### [ACTIVITY]
Line by line, restate the listing below without any change.

### [MATERIAL SHOWN]
*** Begin section ***

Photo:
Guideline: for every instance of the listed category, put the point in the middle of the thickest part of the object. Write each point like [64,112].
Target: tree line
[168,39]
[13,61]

*** End section ***

### [EXERCISE SOLUTION]
Photo:
Guideline: for every instance of the listed category, put the point in the middle of the thickest part of the object. Write each point like [64,112].
Target: tree line
[168,39]
[13,61]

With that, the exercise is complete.